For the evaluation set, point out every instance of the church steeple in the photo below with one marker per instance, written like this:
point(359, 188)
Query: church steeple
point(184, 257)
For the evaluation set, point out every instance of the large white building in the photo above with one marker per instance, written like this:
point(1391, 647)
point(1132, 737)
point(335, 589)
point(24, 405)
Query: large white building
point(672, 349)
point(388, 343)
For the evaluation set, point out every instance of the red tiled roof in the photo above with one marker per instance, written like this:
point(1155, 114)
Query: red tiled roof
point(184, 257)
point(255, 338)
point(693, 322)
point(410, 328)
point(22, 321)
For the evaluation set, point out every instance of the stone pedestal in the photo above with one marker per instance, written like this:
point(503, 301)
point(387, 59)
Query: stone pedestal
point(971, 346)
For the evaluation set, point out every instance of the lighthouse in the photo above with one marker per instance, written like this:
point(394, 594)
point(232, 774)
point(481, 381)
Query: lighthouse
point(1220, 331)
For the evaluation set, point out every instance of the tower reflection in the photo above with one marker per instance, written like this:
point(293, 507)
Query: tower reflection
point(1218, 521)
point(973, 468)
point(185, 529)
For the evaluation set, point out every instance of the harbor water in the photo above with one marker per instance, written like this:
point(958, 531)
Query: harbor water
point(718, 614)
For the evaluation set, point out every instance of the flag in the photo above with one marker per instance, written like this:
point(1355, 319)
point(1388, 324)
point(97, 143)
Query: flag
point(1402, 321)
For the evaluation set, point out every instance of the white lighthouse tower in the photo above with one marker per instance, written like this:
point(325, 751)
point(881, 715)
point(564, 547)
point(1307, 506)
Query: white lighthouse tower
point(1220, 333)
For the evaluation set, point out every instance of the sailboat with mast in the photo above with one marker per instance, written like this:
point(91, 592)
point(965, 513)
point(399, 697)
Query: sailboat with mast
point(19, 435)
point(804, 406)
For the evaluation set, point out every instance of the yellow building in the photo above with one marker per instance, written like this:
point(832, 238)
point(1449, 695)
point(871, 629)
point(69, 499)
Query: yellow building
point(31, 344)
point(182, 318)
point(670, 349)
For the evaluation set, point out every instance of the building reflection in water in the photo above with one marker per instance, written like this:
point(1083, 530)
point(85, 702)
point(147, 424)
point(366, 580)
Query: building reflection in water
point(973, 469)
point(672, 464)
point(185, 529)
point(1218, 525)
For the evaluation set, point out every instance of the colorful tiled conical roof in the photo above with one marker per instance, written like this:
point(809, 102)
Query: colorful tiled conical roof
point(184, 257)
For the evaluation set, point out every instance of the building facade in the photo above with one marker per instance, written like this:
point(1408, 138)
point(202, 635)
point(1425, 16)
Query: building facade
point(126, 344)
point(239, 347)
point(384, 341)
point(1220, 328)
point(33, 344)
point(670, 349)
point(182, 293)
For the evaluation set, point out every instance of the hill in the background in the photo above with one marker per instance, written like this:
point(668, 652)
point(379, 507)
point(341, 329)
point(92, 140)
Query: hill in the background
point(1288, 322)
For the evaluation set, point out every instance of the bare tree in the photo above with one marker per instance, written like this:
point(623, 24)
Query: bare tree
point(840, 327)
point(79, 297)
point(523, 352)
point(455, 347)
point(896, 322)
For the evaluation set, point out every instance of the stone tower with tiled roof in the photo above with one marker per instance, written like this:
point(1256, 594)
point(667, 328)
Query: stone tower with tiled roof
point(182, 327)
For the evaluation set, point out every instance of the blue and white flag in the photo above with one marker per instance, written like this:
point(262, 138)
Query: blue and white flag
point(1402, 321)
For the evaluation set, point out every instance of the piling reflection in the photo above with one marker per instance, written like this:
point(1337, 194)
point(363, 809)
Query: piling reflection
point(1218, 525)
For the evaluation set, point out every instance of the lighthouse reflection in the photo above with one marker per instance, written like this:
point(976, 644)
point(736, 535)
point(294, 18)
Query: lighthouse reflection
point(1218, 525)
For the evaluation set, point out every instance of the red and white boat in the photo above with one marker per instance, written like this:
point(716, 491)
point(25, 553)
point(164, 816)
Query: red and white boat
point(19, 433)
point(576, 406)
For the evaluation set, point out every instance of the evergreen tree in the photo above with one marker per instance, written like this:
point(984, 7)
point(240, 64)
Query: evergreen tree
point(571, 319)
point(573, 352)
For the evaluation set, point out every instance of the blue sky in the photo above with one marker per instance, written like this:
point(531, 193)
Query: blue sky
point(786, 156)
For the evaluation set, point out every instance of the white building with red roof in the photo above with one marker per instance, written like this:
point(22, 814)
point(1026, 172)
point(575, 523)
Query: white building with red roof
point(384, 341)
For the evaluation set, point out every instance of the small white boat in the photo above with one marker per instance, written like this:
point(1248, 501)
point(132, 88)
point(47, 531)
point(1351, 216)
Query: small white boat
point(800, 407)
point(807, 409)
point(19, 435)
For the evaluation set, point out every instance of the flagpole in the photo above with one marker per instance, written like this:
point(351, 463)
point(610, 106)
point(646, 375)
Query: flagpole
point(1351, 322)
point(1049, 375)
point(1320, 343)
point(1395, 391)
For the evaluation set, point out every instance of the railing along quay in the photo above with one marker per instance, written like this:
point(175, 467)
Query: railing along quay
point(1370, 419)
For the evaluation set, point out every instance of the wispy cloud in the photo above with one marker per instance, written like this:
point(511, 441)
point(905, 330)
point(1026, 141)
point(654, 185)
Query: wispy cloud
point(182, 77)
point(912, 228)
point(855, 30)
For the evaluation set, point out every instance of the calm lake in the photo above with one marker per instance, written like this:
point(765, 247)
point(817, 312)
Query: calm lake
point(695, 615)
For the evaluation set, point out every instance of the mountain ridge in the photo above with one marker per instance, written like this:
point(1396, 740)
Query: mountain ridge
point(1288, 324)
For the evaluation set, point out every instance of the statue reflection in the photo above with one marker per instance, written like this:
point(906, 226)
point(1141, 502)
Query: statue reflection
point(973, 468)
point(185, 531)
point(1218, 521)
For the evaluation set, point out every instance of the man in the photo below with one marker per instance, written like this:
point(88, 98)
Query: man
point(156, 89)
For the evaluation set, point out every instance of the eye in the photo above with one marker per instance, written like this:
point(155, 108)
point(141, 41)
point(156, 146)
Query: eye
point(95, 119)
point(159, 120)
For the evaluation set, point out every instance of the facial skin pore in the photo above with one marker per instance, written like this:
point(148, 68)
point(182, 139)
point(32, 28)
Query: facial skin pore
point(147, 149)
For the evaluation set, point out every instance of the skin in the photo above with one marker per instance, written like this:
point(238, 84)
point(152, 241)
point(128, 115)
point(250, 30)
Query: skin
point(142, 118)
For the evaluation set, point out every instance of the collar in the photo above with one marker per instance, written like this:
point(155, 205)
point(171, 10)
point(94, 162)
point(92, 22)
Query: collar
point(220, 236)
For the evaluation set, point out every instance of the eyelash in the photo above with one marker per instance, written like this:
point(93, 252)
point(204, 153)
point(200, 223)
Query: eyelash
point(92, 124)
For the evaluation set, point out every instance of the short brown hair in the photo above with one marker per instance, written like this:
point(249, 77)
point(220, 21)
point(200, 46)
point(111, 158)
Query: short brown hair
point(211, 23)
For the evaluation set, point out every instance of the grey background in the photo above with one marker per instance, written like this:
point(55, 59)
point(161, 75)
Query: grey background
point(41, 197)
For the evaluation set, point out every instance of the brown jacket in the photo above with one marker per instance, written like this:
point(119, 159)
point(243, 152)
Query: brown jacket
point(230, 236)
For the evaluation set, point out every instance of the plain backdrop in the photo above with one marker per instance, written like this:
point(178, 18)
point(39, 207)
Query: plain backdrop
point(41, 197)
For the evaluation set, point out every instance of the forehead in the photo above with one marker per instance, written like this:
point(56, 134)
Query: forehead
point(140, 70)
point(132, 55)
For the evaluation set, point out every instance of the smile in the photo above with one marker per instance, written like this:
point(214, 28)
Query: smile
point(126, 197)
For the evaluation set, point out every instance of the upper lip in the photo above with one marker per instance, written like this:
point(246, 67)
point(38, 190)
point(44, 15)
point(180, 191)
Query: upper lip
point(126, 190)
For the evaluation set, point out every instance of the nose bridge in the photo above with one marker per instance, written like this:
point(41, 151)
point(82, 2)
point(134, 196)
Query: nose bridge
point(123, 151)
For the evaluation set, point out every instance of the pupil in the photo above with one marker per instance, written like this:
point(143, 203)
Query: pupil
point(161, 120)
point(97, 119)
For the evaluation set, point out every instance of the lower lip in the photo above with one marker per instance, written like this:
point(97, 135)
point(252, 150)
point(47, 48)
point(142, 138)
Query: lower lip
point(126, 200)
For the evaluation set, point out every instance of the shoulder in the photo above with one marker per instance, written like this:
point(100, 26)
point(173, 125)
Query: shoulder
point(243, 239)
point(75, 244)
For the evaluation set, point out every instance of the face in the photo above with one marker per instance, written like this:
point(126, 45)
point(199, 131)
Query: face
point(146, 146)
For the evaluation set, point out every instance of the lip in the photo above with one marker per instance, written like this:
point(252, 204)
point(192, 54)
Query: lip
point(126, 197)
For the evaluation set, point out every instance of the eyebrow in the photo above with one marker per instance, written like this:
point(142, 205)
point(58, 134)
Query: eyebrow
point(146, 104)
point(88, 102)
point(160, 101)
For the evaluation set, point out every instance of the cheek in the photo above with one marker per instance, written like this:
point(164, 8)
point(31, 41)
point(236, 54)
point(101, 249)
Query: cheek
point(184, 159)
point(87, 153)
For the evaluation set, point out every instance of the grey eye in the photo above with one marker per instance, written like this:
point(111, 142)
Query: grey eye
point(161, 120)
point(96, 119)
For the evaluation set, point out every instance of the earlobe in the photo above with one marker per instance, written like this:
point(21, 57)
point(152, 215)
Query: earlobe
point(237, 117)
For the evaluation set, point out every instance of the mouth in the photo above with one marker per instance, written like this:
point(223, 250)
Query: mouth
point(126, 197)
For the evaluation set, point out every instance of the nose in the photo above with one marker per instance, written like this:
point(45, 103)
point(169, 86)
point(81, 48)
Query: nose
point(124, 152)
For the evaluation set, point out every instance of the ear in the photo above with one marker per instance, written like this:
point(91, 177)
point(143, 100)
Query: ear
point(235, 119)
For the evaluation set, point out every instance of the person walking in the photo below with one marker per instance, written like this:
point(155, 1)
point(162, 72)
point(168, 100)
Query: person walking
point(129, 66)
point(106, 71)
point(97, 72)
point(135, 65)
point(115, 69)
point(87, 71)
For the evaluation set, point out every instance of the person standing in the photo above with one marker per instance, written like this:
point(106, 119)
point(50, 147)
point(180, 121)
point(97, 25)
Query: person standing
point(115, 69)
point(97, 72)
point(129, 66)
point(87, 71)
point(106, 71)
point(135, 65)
┄┄┄┄┄┄┄┄┄┄
WORK INSTRUCTIONS =
Render the lines above as a numbered list, starting at the line that contains "For the evaluation set, point out every instance of the wispy" and ending at the line that contains "point(695, 615)", with any blank lines left out.

EXERCISE RESULT =
1. For the evaluation set, point out every instance of the wispy cloud in the photo above with one marker per instance, written like this:
2. point(511, 441)
3. point(905, 330)
4. point(1026, 141)
5. point(654, 185)
6. Query: wispy cloud
7. point(182, 77)
8. point(912, 228)
9. point(855, 30)
10. For the evaluation set, point out every instance of the calm lake in the photo above with one marker per instance, written like this:
11. point(765, 247)
12. point(817, 312)
13. Query: calm lake
14. point(695, 615)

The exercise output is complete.